Set problem A: According to the chipper thread, why does capetrees stress setting the bed knife correctly?

# vermeer chipper



## Wolfking42084 (Feb 21, 2009)

I guess the vermeer fans are going to love this. I have been using a ragged out Brush Bandit 200 for some time now. It got stolen and hasn't been recovered in the past 2 months, so i've been renting a vermeer bc1000. I have always had a dislike for vermeer because of their 6" chipper I can once. I have to say that a love the vermeer. I don't know if it's just because i've never had a "good" brush bandit, or whether the vermeer was good. I've always been fond of the disc style chippers more also and now that I have ran the drum, it's really doing well in vines, which I thought it wouldn't. Since my old POS got stolen, I gotta figure out which one I like better and which one to buy.


----------



## tomtrees58 (Feb 21, 2009)

i have a 1230 got it new its good tom trees


----------



## thejdman04 (Feb 22, 2009)

Company I used to work for had the bc1000 xl, our chipper would constantly get jammed and burn belts, even with the feed set all the way to slow.


----------



## capetrees (Feb 22, 2009)

I have a Vermeer BC 100XL and LOVE LOVE LOVE it!!! I bought it used but essentially new after most of the guts were replaced prior to me buying it. I have never had a problem with performance unless something broke and those issues were minor. Never have a vine broblem, never burned a belt, nothing. And the Vermeer reps fix it overnight for me. It's bee great and with just aboput 1000 hours on it, I see no reason to get rid of it for a long time. If you do buy one, new or used, make sure when you start out, everything is set to factory spec. Keep your blades sharp, belt tentioned propery and bed knife set correctly (most likely the reason for the vine buildups others have posted). 

I must admit I've never used any other chippers but have noticed that not too many use Vermeers while at the same time, constantly upgrade their Morbarks and Bandits. Is it because Vermeer costs more or they trade the others in because they wear out or break down more? I don't know. I do know y vermeer is great and would definately go with the same size again if I had to.

Set problem B: Revise the rows from the line containing "Can you find the lamp" through the end of the rows, replacing "metal pole" with "steel pole" and leaving everything else unchanged.

Data for the task:

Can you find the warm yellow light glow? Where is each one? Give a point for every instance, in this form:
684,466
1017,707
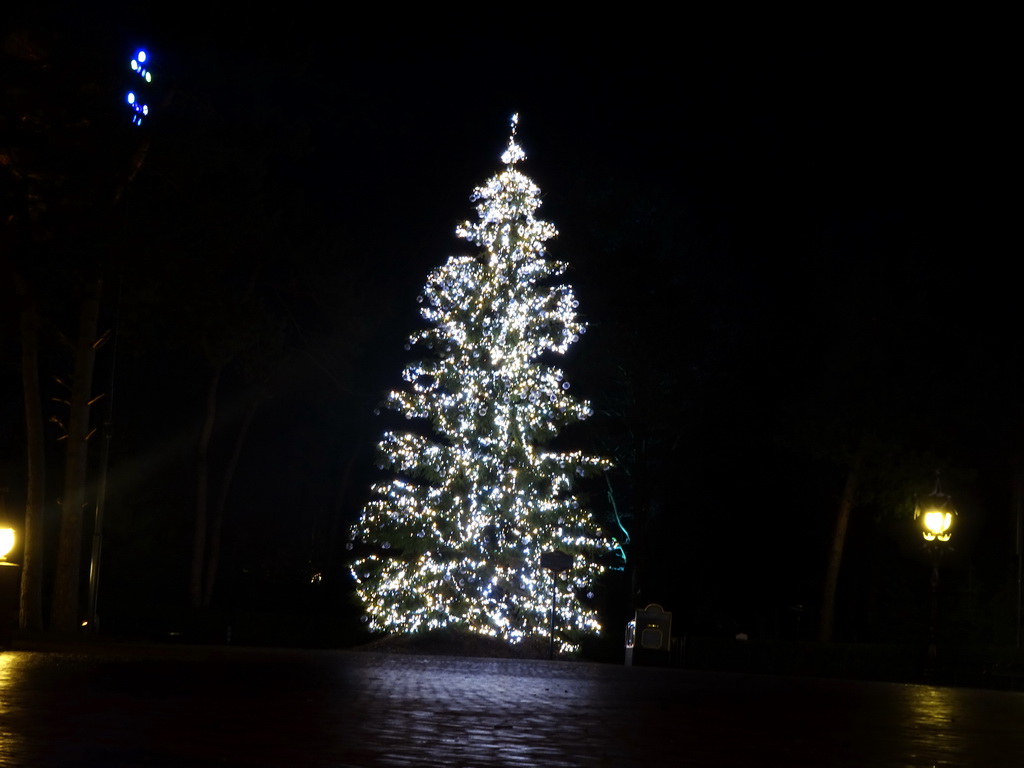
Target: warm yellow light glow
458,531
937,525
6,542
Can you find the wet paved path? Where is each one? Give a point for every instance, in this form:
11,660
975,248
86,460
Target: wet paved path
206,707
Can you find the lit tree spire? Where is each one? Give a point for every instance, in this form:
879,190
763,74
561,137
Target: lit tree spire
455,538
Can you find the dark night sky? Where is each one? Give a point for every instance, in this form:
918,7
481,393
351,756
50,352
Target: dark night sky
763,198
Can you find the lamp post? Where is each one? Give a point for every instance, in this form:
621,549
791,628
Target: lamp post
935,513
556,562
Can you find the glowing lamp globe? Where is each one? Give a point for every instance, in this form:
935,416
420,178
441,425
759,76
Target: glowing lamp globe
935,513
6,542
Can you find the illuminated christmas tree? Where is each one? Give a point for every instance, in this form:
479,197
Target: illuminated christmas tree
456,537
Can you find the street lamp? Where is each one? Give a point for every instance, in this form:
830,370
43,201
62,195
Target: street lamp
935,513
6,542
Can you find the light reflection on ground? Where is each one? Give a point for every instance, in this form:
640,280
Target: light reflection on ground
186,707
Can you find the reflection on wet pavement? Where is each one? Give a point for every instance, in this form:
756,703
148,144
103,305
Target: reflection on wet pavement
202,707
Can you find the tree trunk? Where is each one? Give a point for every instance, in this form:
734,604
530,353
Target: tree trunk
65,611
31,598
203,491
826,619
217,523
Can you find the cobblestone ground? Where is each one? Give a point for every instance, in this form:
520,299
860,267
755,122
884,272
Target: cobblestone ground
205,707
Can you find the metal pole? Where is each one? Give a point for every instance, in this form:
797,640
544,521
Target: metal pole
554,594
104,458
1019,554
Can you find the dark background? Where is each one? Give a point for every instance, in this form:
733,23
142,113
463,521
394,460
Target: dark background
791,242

Output A: Capetrees says an incorrectly set bed knife is most likely the reason for the vine buildups that others in the thread have posted about.

Output B:
Can you find the lamp post? Where is each one? Give a point for every instance, in this form:
621,549
791,628
Target: lamp post
935,513
556,562
Can you find the glowing lamp globe? Where is each one? Give a point for every instance, in this form:
935,416
420,178
441,425
759,76
Target: glowing lamp globe
935,513
6,542
Can you find the illuminated christmas tree? Where is each one? Give a point for every instance, in this form:
479,197
Target: illuminated christmas tree
456,537
Can you find the street lamp? Where is each one? Give a point for every instance, in this form:
830,370
43,201
62,195
Target: street lamp
935,513
6,542
Can you find the light reflection on ground? Where is each one? Give a point for every instance, in this form:
640,280
Target: light reflection on ground
186,707
Can you find the reflection on wet pavement? Where is each one? Give a point for every instance, in this form:
756,703
148,144
103,305
Target: reflection on wet pavement
202,707
Can you find the tree trunk? Where is each one? Give a point for every instance, in this form:
734,604
530,353
Target: tree trunk
65,611
31,598
203,491
826,619
217,523
Can you find the cobblestone ground? Where is each one? Give a point for every instance, in this form:
520,299
860,267
755,122
884,272
Target: cobblestone ground
205,707
Can you find the steel pole? Where is each one? Give a point for every instance, in this form:
797,640
544,521
Target: steel pole
554,594
104,458
1019,554
Can you find the dark background? Where is each one? Give a point for every instance, in this form:
733,23
142,113
463,521
394,460
Target: dark background
791,242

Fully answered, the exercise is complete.